§ **Exercícios propostos**
1 - Enumere todas as possíveis evoluções do regime político português que o texto sobre a revolução e a democracia apresenta como hipóteses para a situação do País.
2 - Responda às seguintes perguntas com base no texto sobre a revolução e a democracia:
(a) Em que data e em que ocasião os comunistas aprovaram uma estratégia de convergência de esquerda?
(b) De quem era a tese da democracia parlamentar de estilo europeu ocidental, e em que anos triunfou?
(c) Segundo o texto, que país se apressaria a impedir a transformação de Portugal em república popular?
3 - Dê continuidade ao texto sobre a revolução e a democracia em Portugal a partir do ponto em que termina.

§ **Texto fornecido**
☆ ☆ ☆ ☆ ☆
Revolução ou democracia

A revolução permitiu um período de euforia que deixava em aberto a natureza do novo regime político. As desconfianças eram importantes, mas não seriam inultrapassáveis: em Outubro de 1974, no seu primeiro congresso em liberdade, os comunistas aprovaram uma estratégia de convergência de esquerda, que abria caminho ao possível entendimento com o PS. Mas o namoro, se existiu, durou pouco tempo.

A democracia portuguesa era precária e o País vivia um processo traumático de descolonização, associado a uma crise económica. As facções militares não tinham planos coerentes e a situação era capaz de evoluir para os extremos: um novo golpe de direita podia originar um regime semelhante ao de Pinochet, no Chile; havia também a possibilidade de uma radicalização à esquerda transformar Portugal em república popular (pesadelo que a Espanha de Franco se apressaria a impedir); ou ainda a hipótese de uma democracia parlamentar de estilo europeu ocidental, sendo esta a tese de Mário Soares, que veio a triunfar em 1975-1976.
☆ ☆ ☆ ☆ ☆
§ **Linhas listadas**
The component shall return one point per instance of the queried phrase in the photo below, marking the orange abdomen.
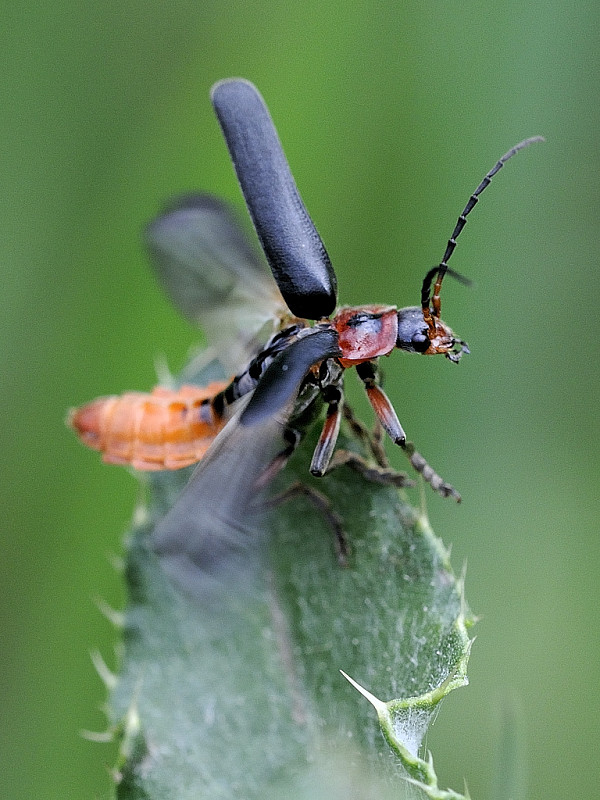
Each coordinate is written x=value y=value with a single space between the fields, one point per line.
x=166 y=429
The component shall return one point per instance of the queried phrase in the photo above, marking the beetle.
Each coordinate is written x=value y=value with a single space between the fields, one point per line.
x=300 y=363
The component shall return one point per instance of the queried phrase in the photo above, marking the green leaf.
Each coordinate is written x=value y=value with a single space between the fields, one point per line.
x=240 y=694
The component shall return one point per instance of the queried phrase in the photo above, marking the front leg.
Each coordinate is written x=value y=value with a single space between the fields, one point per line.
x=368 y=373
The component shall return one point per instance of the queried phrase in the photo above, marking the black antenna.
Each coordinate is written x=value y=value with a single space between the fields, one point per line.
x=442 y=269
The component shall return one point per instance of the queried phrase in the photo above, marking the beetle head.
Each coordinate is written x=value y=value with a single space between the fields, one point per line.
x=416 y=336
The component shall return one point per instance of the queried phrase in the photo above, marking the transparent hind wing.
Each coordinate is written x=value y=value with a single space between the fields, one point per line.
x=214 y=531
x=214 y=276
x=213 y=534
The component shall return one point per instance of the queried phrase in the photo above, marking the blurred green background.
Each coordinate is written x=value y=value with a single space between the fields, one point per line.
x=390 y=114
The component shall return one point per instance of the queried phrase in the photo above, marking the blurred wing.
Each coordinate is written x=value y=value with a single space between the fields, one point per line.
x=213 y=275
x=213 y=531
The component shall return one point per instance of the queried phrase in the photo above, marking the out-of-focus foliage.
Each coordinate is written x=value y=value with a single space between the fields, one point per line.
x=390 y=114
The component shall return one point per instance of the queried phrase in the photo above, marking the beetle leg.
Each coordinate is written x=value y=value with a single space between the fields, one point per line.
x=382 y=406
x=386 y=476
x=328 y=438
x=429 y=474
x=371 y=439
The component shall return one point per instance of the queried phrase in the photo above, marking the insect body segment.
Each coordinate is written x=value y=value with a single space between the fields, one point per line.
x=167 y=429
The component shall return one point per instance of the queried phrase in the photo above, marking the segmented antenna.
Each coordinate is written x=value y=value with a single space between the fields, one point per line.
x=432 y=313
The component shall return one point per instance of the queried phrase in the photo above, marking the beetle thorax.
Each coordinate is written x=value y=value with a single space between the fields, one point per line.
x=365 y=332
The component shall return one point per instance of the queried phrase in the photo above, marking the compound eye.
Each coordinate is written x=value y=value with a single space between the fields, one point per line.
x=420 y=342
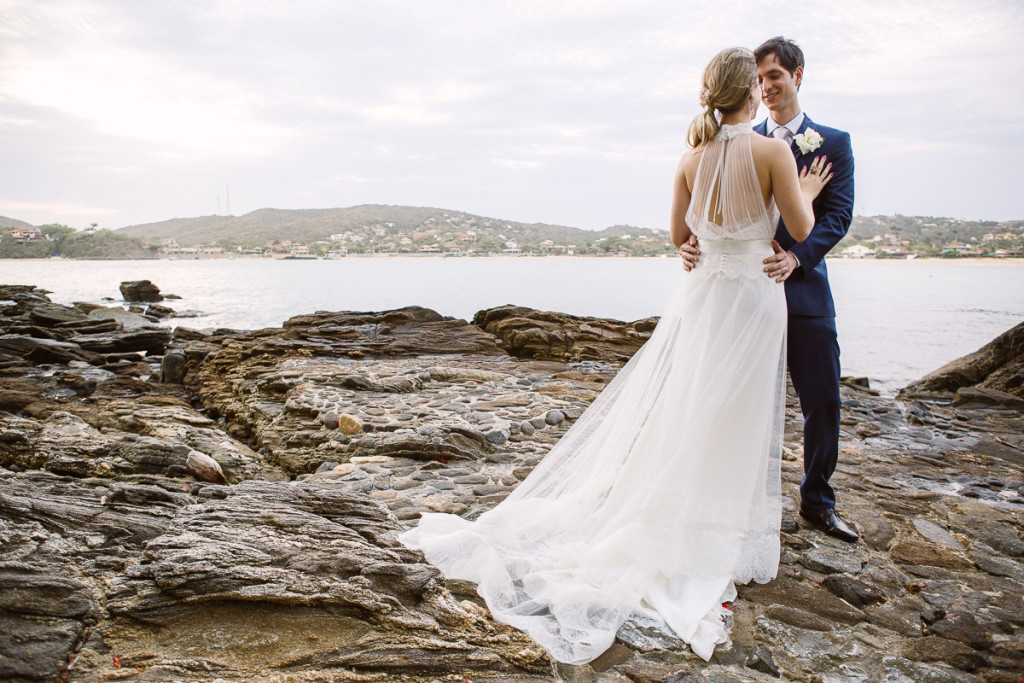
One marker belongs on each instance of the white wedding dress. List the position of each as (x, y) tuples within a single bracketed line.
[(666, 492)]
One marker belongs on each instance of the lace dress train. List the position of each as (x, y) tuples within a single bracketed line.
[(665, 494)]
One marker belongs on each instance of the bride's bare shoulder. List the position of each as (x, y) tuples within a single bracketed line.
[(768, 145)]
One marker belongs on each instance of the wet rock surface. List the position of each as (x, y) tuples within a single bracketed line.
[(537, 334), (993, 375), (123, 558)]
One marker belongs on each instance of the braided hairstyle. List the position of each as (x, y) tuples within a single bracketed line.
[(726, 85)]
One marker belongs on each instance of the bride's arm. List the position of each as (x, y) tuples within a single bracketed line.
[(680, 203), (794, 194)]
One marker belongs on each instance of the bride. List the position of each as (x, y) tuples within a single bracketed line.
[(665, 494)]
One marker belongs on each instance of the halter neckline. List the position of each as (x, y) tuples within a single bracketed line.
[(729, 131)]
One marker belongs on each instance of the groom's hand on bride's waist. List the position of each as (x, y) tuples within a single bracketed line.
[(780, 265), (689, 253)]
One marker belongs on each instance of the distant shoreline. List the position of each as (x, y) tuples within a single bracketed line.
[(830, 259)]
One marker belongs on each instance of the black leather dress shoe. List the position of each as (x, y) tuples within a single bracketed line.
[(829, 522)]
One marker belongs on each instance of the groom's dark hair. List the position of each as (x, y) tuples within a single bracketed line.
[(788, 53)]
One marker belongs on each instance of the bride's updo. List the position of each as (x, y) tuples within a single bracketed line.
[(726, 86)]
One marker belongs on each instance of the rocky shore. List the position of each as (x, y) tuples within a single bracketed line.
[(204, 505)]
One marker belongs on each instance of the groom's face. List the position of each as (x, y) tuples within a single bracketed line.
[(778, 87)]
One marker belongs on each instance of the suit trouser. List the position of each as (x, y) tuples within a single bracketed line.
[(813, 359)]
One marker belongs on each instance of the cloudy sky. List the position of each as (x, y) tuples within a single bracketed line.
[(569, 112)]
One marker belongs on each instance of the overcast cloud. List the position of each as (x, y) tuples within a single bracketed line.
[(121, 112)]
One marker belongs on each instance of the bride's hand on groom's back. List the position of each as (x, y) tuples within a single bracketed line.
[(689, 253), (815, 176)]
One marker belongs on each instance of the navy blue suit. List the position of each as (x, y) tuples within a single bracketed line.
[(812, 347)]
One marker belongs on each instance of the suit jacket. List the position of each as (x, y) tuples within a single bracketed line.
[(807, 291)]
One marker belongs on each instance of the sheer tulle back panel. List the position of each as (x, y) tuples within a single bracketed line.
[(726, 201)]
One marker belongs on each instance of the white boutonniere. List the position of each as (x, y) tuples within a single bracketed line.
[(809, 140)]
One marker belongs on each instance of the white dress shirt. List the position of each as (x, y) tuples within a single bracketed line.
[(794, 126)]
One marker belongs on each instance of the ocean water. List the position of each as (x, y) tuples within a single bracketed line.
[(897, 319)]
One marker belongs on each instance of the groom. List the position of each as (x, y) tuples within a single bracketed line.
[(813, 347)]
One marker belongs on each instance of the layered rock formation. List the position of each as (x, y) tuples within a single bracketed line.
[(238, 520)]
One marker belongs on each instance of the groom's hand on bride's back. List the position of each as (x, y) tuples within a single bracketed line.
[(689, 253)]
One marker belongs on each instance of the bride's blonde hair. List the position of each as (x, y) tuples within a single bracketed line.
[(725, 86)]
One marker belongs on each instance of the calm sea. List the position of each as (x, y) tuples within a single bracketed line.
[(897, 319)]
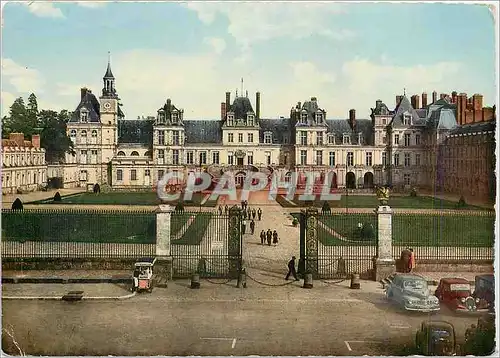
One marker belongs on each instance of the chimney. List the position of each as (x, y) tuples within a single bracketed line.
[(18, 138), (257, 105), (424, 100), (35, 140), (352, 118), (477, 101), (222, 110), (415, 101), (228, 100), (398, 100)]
☆ ☆ ☆ ☆ ☆
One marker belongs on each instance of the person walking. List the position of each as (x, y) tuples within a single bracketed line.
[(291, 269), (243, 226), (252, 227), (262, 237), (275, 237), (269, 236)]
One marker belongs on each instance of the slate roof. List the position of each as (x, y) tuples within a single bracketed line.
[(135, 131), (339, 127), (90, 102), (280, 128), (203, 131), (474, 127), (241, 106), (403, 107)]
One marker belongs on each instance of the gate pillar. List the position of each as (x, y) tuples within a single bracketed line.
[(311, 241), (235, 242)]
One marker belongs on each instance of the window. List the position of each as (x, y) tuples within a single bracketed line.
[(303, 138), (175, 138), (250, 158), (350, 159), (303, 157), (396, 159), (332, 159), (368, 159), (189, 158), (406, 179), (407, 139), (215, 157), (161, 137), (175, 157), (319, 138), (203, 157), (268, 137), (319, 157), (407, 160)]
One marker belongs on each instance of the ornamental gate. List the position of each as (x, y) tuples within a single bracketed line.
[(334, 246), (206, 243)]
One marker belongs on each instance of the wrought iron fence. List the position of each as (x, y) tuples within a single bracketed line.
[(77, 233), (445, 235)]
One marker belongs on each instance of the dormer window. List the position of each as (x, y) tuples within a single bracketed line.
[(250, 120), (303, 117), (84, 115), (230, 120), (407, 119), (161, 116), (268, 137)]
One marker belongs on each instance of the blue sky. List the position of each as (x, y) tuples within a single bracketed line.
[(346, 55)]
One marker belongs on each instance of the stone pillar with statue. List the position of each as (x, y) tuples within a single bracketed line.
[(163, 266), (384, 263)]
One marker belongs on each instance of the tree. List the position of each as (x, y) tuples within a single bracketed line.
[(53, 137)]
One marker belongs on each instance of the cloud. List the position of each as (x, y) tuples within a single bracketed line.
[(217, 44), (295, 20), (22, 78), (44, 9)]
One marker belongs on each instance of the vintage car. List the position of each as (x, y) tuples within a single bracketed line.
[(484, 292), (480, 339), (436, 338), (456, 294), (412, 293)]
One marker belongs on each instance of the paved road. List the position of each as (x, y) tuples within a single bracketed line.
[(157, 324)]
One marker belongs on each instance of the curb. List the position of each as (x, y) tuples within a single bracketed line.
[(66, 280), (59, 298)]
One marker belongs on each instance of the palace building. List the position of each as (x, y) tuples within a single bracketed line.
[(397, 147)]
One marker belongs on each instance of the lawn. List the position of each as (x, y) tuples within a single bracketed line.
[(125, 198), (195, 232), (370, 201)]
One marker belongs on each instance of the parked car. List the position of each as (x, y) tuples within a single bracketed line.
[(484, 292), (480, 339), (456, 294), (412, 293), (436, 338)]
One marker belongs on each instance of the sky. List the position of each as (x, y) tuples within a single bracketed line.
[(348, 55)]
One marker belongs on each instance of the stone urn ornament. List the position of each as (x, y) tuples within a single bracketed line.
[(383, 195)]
☆ ☆ ☆ ☆ ☆
§ **Respostas por tarefa**
1 -
- Um regime semelhante ao de Pinochet, no Chile, originado por um novo golpe de direita
- Uma república popular, resultante de uma radicalização à esquerda
- Uma democracia parlamentar de estilo europeu ocidental

2 -
(a) Em Outubro de 1974, no primeiro congresso dos comunistas em liberdade.
(b) Era a tese de Mário Soares, e triunfou em 1975-1976.
(c) A Espanha de Franco.

3 -
O conflito entre comunistas e socialistas estalou num ambiente de grande crispação, no meio de uma luta pelo poder entre facções militares, luta essa que culminou no golpe de 11 de Março de 1975: o general Spínola partiu para o exílio e a ala militar da direita passou à irrelevância. Os comunistas tinham-se apoderado dos sindicatos em Janeiro, mas foi a partir do golpe de 11 de Março que acelerou o processo revolucionário, com a reforma agrária, ocupação de terras e casas, grande agitação nas empresas, acompanhada de saneamentos e afastamento dos gestores profissionais. Seguiram-se as nacionalizações, consumadas com o pretexto do golpe. A revolução apoderou-se da economia e das escolas, do sistema financeiro, das grandes empresas industriais, de sectores como petróleo, transportes, banca, fertilizantes, minas, além de herdades que somavam mais de 10% da superfície do território nacional.

A esquerda comunista tentou então impor as assembleias populares, com as quais se pretendia contornar a Constituinte, mas a liderança de Soares foi decisiva no movimento de resistência àquela tomada de poder.

Esta aceleração terá talvez assustado grandes fatias da população, sobretudo da classe média urbana e dos meios rurais com pequenos proprietários. Em Abril de 1975, nas eleições para a Assembleia Constituinte, o PS de Mário Soares conseguiu 38% do voto popular e o PPD de Sá Carneiro obteve 26%, o que representou uma enorme decepção para os comunistas e aliados, que não foram além de 17%.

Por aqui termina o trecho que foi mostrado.